◆ Exercise goal:
Could you copy the lines of the items below word for word, starting at the line containing "object=window muntin" and ending at the line containing "(318, 64), (353, 99)"?

***** Items *****

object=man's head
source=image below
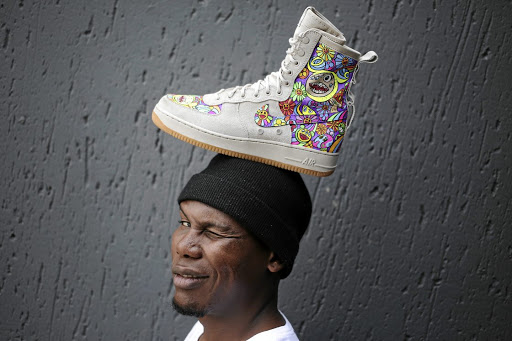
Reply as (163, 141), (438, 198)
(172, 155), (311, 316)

*****
***** Items *****

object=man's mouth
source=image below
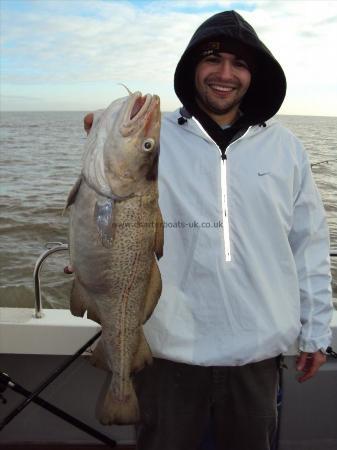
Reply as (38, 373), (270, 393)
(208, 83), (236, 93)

*****
***** Items *****

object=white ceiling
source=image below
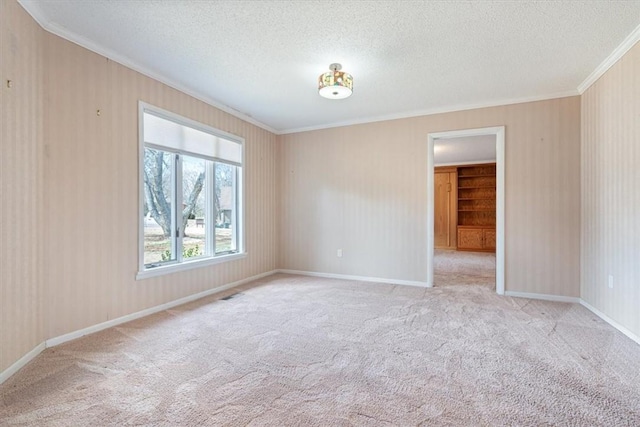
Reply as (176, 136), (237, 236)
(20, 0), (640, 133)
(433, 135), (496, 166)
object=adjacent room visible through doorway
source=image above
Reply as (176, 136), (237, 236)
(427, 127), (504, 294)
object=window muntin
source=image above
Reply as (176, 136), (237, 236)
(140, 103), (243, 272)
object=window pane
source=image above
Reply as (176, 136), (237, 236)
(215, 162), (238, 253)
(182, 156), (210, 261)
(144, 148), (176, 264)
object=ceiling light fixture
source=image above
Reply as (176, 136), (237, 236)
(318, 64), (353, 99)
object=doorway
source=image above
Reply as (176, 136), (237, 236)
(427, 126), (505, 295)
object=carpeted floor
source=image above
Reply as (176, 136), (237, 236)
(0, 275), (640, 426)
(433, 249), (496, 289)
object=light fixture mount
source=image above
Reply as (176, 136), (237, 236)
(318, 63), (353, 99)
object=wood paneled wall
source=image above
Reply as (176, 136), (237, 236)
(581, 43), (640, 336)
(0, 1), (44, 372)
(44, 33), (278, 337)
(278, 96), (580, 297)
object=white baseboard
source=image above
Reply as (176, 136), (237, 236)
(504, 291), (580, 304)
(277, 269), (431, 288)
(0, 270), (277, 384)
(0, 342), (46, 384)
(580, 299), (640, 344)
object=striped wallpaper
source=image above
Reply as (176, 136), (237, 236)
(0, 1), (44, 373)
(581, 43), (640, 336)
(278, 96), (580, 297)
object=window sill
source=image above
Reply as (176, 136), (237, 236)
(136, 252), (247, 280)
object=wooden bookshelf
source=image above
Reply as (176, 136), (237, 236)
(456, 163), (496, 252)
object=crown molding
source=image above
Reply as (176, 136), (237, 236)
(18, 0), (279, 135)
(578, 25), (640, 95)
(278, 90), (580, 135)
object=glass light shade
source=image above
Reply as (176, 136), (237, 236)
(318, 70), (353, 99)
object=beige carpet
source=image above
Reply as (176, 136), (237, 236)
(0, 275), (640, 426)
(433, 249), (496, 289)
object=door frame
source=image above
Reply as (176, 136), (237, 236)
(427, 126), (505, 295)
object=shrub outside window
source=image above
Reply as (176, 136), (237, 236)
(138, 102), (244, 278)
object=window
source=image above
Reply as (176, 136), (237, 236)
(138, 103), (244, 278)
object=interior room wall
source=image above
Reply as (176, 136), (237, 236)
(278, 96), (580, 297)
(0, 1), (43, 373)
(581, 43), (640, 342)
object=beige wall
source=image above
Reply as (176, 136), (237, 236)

*****

◆ Written solution:
object=window muntin
source=image above
Reply as (176, 136), (237, 236)
(140, 103), (243, 272)
object=window pane
source=image above
Reply as (176, 136), (237, 236)
(215, 162), (238, 253)
(182, 156), (210, 261)
(144, 148), (176, 264)
object=ceiling light fixture
source=image above
Reply as (176, 136), (237, 236)
(318, 64), (353, 99)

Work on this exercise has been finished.